# [SELECTED EXTRACT]
So far the Israeli election campaign has been quiet and
boring in the sense that there have been no significant
campaign developments. Nonetheless, perhaps in the Adar
spirit, the pundits have managed to suggest some quite lively
scenarios for the morning after the elections.
There has been a lot of recent talk about the unreliability
of political opinion polls in Israel either because some
people (including chareidim) do not cooperate with the
pollsters, and/or the documented fact that pollsters who are
pressured into filling quotas of answered questionnaires
simply fill out the forms on their own. We will assume that
the polls are correct. If they are in error, it is almost
certainly in the direction that will make these speculations
more likely, not less likely.
Even if we assume that Kadima is by far the largest party the
day after with 38 seats, that leaves 82 others — more
than two-thirds of the Knesset. The pundits note that the law
says that the president asks the leader with the best chance
of forming a government to make an official attempt, and this
may not necessarily be the leader of the largest party.
It should be recalled that in forming Kadima, Prime Minister
Sharon managed to antagonize just about everyone else on the
Israeli political scene. Acting Prime Minister Olmert does
not have the leadership ability, or charisma, or political
skill to make people forget the recent past or overlook
it.

# [TASKS TO CARRY OUT]
1. In the entries, copy out every line word for word, starting at the line that has "Field-scouting task: mark every instance of the white wristband" and stopping after the line that has "point(45, 49)".
2. Carry on the article about the Israeli election campaign from the point where it ends.
The article on the Israeli election has nothing to do with the entries that come after it.

# [DATA SHOWN]
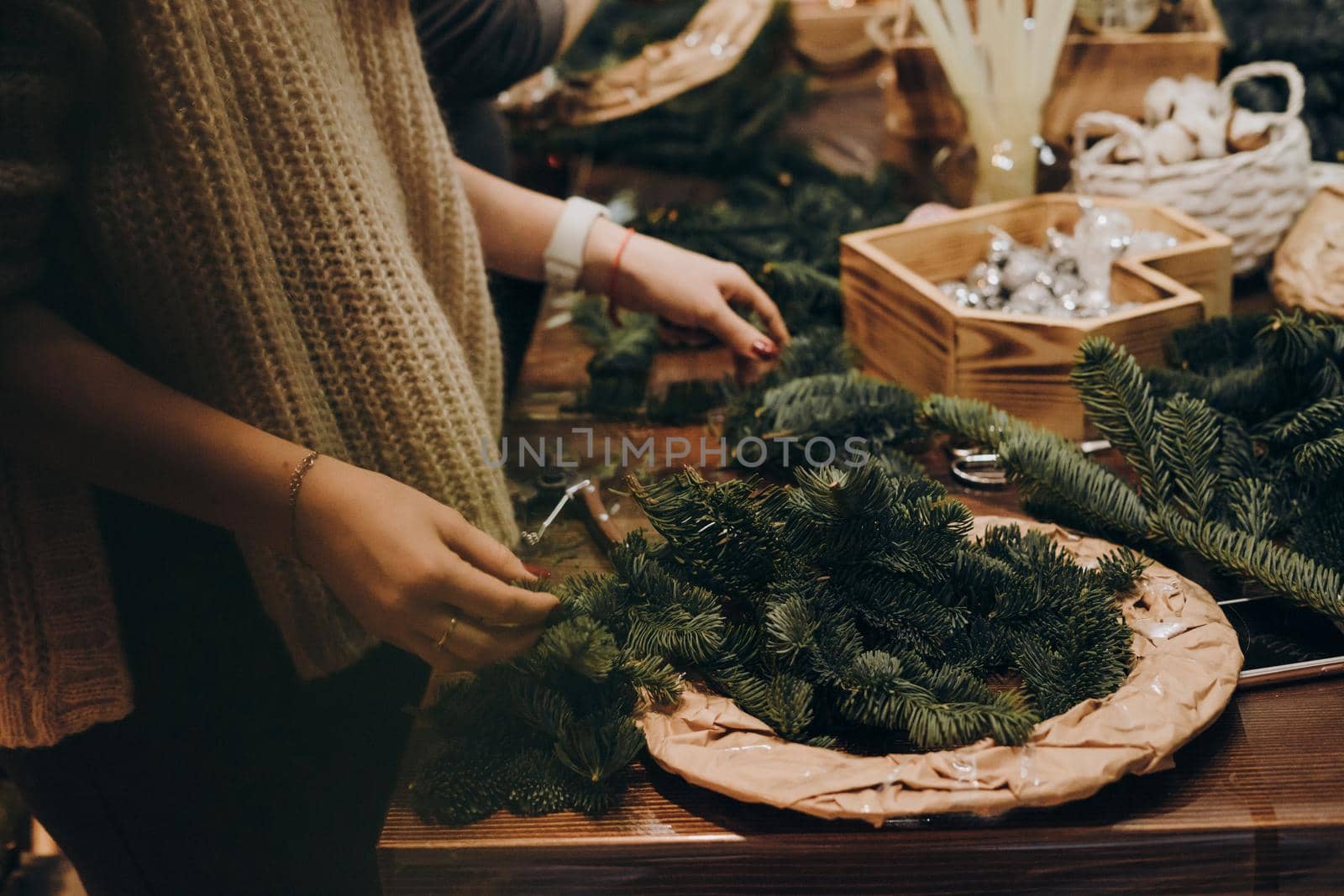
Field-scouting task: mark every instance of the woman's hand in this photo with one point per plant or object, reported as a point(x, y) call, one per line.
point(413, 570)
point(690, 291)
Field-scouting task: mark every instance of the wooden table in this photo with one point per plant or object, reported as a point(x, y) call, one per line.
point(1254, 805)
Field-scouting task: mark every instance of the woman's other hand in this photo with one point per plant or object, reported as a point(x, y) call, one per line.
point(690, 291)
point(416, 573)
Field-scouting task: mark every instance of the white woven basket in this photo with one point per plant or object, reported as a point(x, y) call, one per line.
point(1253, 196)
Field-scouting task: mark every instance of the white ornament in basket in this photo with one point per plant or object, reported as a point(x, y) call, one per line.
point(1252, 196)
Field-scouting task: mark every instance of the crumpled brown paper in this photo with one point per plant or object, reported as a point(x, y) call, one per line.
point(1186, 668)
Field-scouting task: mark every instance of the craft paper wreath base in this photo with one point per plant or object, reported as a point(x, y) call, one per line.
point(1186, 668)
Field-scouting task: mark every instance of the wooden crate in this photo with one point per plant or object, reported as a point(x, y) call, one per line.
point(832, 39)
point(1095, 71)
point(907, 331)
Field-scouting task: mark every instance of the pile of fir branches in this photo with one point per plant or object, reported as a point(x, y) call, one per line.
point(1238, 453)
point(815, 392)
point(848, 610)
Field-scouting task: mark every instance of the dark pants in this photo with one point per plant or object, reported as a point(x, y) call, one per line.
point(232, 775)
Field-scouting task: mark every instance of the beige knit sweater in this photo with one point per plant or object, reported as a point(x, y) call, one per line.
point(269, 195)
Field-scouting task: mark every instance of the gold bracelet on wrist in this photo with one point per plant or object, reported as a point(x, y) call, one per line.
point(296, 483)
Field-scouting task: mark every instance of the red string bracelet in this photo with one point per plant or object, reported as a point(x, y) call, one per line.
point(616, 269)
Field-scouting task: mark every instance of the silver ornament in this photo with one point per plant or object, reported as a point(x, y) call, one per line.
point(1148, 242)
point(1030, 300)
point(1021, 268)
point(1000, 246)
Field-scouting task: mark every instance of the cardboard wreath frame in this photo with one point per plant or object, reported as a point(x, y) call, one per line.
point(709, 47)
point(1186, 668)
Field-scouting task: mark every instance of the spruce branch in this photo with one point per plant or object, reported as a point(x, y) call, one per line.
point(1120, 402)
point(1277, 569)
point(1187, 446)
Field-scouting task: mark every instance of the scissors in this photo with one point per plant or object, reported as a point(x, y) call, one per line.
point(983, 470)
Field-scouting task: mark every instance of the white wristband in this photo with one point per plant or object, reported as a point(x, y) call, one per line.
point(564, 257)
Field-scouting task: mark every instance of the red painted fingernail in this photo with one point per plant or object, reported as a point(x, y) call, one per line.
point(541, 573)
point(764, 349)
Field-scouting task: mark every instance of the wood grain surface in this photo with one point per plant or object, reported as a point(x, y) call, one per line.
point(1019, 363)
point(1254, 805)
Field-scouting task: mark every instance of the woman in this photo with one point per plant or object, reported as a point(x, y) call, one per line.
point(233, 234)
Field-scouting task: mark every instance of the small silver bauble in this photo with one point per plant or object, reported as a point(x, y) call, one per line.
point(1000, 246)
point(1148, 242)
point(1030, 300)
point(1021, 268)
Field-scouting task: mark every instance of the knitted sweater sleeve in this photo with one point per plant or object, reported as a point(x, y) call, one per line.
point(45, 49)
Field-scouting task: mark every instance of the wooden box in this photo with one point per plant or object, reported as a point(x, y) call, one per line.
point(907, 331)
point(831, 38)
point(1108, 71)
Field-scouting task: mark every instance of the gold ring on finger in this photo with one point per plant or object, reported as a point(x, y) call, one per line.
point(448, 631)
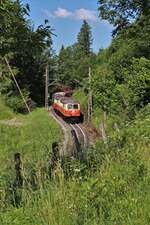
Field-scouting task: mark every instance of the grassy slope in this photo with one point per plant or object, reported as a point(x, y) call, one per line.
point(113, 189)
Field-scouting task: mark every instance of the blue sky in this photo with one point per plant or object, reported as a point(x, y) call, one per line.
point(66, 17)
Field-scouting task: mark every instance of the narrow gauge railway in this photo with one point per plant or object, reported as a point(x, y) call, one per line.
point(67, 108)
point(68, 113)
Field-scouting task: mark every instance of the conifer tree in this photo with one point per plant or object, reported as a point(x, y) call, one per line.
point(84, 39)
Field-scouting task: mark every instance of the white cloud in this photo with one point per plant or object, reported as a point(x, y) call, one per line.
point(86, 14)
point(79, 14)
point(60, 12)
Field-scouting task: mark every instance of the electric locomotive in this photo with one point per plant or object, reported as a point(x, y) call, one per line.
point(66, 106)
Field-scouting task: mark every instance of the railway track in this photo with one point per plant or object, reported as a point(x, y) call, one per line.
point(75, 136)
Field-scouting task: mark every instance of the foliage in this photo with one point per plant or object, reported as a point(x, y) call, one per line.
point(120, 13)
point(74, 61)
point(28, 50)
point(113, 176)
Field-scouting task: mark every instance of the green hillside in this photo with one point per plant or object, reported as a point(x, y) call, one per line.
point(111, 187)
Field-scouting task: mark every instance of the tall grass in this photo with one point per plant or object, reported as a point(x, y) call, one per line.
point(110, 187)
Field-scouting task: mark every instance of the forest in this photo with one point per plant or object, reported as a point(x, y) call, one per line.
point(112, 185)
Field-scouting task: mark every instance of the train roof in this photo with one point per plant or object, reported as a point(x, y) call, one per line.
point(66, 100)
point(58, 95)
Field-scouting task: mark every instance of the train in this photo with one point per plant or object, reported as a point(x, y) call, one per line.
point(68, 108)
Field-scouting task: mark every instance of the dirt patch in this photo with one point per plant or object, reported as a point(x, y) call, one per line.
point(12, 122)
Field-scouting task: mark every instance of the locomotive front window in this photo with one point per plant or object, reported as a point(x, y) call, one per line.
point(75, 106)
point(70, 106)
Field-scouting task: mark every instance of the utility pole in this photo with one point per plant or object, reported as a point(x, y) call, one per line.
point(46, 85)
point(90, 102)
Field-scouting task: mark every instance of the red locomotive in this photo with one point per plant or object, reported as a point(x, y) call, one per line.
point(66, 106)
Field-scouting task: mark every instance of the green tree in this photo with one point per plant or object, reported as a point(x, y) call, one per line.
point(84, 40)
point(121, 13)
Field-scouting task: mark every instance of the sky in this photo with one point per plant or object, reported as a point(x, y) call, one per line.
point(66, 17)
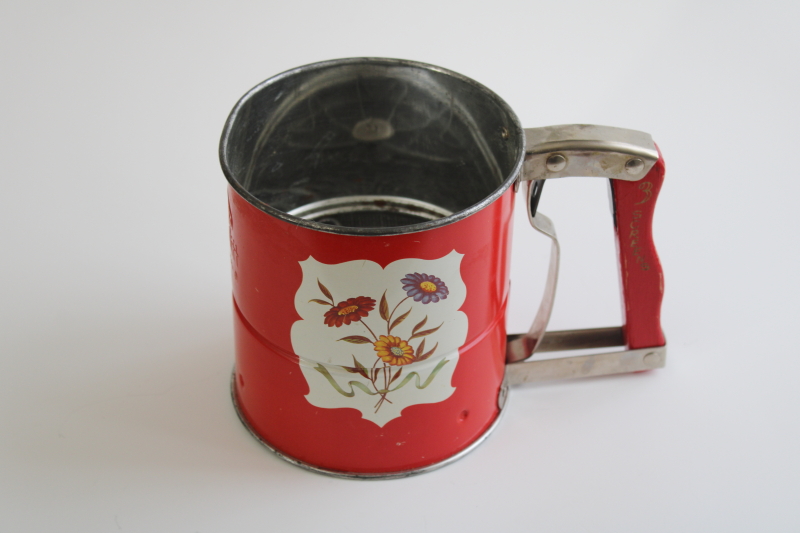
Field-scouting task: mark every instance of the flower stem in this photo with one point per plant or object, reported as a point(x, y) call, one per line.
point(388, 321)
point(370, 330)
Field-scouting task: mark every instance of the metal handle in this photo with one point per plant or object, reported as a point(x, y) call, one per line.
point(633, 163)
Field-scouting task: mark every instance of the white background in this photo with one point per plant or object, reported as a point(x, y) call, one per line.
point(116, 329)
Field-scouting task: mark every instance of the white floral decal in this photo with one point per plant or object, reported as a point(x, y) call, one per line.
point(380, 339)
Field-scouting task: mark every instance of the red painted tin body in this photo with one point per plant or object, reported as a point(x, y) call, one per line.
point(270, 389)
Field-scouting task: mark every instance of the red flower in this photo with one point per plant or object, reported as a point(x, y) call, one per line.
point(351, 310)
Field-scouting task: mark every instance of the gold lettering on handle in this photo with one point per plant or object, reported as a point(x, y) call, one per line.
point(647, 188)
point(634, 234)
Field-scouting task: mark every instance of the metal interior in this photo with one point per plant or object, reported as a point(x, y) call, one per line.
point(371, 146)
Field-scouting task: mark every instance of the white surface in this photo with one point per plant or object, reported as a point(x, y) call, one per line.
point(116, 336)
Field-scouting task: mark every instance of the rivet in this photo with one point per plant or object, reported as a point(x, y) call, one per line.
point(556, 163)
point(652, 359)
point(634, 166)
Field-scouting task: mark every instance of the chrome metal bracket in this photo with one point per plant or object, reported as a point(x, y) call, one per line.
point(584, 366)
point(564, 151)
point(588, 151)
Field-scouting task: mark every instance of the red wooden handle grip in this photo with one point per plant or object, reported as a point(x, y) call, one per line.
point(640, 268)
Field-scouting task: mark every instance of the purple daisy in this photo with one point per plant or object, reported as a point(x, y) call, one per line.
point(424, 288)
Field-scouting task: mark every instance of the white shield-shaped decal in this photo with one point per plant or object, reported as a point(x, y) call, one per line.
point(380, 339)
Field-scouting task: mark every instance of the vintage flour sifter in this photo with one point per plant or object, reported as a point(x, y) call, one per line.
point(370, 208)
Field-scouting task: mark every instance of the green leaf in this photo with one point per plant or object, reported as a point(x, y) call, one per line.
point(416, 328)
point(426, 332)
point(428, 354)
point(361, 369)
point(325, 290)
point(398, 320)
point(356, 339)
point(384, 307)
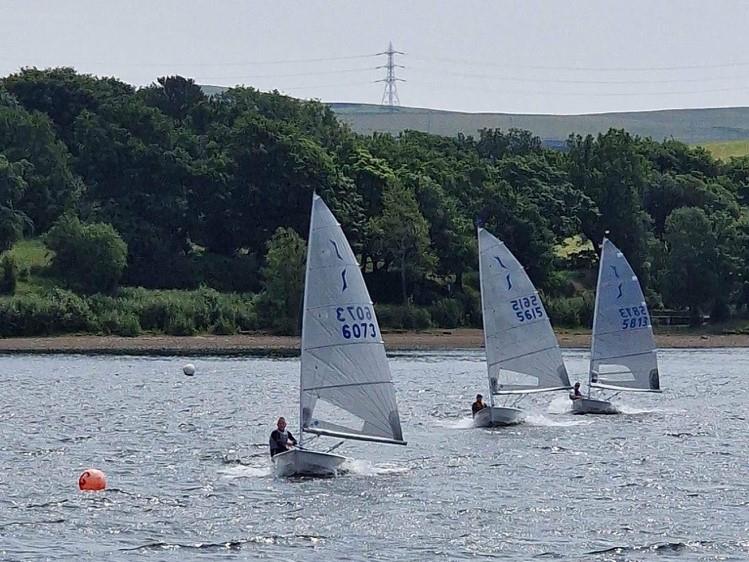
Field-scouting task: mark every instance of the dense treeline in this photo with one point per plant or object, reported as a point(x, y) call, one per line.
point(166, 188)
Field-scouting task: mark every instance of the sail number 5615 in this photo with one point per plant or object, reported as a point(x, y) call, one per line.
point(527, 308)
point(355, 322)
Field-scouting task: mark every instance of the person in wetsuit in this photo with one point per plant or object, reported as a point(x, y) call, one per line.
point(576, 394)
point(280, 438)
point(479, 404)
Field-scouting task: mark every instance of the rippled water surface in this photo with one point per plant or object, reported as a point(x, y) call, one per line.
point(189, 477)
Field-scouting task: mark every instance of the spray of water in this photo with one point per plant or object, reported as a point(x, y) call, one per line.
point(366, 468)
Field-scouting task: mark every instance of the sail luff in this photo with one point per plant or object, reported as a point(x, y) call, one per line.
point(484, 312)
point(343, 354)
point(622, 348)
point(522, 351)
point(304, 313)
point(595, 315)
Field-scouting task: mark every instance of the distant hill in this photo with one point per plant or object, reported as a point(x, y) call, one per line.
point(693, 126)
point(727, 149)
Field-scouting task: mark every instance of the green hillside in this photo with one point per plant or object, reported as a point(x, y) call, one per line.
point(728, 149)
point(688, 125)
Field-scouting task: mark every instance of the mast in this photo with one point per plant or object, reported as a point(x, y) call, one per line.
point(595, 312)
point(483, 316)
point(304, 308)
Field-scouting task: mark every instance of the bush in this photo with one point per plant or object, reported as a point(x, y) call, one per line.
point(8, 275)
point(55, 312)
point(447, 313)
point(89, 258)
point(181, 324)
point(113, 322)
point(571, 312)
point(400, 317)
point(224, 327)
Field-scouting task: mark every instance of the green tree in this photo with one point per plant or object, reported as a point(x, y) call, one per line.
point(29, 144)
point(693, 269)
point(90, 258)
point(279, 305)
point(8, 275)
point(402, 234)
point(612, 172)
point(12, 187)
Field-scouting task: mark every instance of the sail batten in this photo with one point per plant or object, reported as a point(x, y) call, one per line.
point(622, 354)
point(343, 355)
point(522, 351)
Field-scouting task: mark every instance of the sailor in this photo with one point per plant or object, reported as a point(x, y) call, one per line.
point(478, 405)
point(280, 438)
point(576, 394)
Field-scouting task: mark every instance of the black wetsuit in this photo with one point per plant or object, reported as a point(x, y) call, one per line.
point(477, 406)
point(278, 441)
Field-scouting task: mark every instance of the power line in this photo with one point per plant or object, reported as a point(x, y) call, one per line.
point(442, 85)
point(568, 81)
point(584, 68)
point(289, 75)
point(212, 64)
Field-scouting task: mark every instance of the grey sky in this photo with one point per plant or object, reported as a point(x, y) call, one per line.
point(529, 56)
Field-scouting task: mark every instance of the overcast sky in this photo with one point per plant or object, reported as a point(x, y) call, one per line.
point(523, 56)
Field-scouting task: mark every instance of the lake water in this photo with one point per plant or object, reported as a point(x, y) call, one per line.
point(189, 477)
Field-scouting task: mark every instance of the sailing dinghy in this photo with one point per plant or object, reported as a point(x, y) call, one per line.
point(622, 354)
point(522, 352)
point(343, 364)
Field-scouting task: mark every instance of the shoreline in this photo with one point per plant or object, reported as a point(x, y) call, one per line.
point(287, 346)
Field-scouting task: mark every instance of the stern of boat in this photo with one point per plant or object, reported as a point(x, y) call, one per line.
point(303, 462)
point(593, 406)
point(498, 417)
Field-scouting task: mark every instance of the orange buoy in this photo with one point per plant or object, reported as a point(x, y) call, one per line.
point(92, 480)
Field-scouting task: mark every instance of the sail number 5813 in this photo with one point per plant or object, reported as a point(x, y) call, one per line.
point(634, 317)
point(356, 322)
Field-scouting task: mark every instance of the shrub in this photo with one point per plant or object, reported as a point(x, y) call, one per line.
point(403, 317)
point(120, 324)
point(224, 326)
point(8, 275)
point(89, 258)
point(447, 313)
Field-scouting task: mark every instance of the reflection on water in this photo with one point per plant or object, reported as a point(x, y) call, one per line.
point(186, 459)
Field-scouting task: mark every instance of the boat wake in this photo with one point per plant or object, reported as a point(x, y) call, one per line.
point(459, 423)
point(366, 468)
point(560, 405)
point(542, 421)
point(246, 471)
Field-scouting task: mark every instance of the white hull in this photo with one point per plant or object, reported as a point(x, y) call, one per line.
point(303, 462)
point(593, 406)
point(497, 417)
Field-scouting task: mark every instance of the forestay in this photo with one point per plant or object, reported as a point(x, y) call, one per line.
point(522, 351)
point(343, 355)
point(622, 355)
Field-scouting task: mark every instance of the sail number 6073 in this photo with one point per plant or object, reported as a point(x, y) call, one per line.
point(355, 322)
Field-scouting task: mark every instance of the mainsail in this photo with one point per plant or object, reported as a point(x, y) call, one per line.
point(522, 351)
point(343, 355)
point(622, 355)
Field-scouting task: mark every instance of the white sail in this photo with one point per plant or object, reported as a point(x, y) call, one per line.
point(622, 355)
point(343, 355)
point(522, 351)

# [SET OF ANSWERS]
1.
Field-scouting task: mark every instance of the white wristband in this photo with one point per plant or object, reported as a point(x, y) call, one per line.
point(564, 257)
Field-scouting task: mark every instance of the red painted fingernail in this photo with one point per plant or object, reported as a point(x, y) call, one per line.
point(541, 573)
point(764, 349)
Field-scouting task: mark every instance of the wood grain surface in this photo with one point per plant or object, reported as a point(x, y) call, one per line.
point(1019, 363)
point(1254, 805)
Field-scouting task: mark every instance of the woman in this photo with one point per plant or object, reported as a point(x, y) call, one per line.
point(233, 234)
Field-scouting task: mark every instance of the small silver bauble in this photo with one point per plant or object, reported as a point(x, y) call, one per line.
point(1000, 246)
point(1148, 242)
point(1030, 300)
point(1021, 268)
Field-scouting task: mark every instance of the knitted sweater sleeve in this photo with one point per plant or object, reported as a point(x, y) call, one per line.
point(45, 49)

2.
Of course the Likud was furious at Sharon and Kadima for
ignoring its party machinery and striking out on their own,
turning their backs on the Likud and taking along many senior
politicians. Labor is still smarting from the departure of
its senior members, Peres, Itzik and Ramon. Sharon announced
each senior politician to join him with undisguised relish,
and there can be no doubt that both Labor and Likud would
enjoy seeing the failure of Kadima. The new party itself is
seen as an opportunistic collection of politicians from
hostile backgrounds held together mainly by their desire to
win at any cost.
The numbers add fuel to the speculation. The only MKs who are
considered categorically unwilling to join an alternative
government are the Arabs and Meretz, who together have 13
according to the latest polls. That leaves 69 — more
than enough, by the numbers, to form a government without
Kadima.
Who is among the 69? Labor and Likud are expected to have no
less than 35 together. In the past 20 years they have been in
several governments together, and know how to get along. The
other half is composed of Shas with 10, National Union-NRP
and Yisrael Beiteinu with 18 together, and UTJ with 6.
Although there are differences among these various parties
they are certainly no greater than the differences that exist
within the Kadima party itself. Fear and loathing of Kadima
and what it may do if given power may be more than enough to
pull them together enough to form a bloc that could prevent
Kadima from forming a majority, and even allow them to form a
government themselves.
This calculation is known in Israeli politics, and Silvan
Shalom has even spoken about it publicly. Anonymous Likud and
Labor politicians have also spoken about the chances of their
leader becoming prime minister. Of course, before the
elections no one will suggest that his party leader would
even consider a rotation for prime minister, but it is clear
to everyone that some arrangement could be worked out. Much
depends on the exact final numbers that are announced the day
after the election.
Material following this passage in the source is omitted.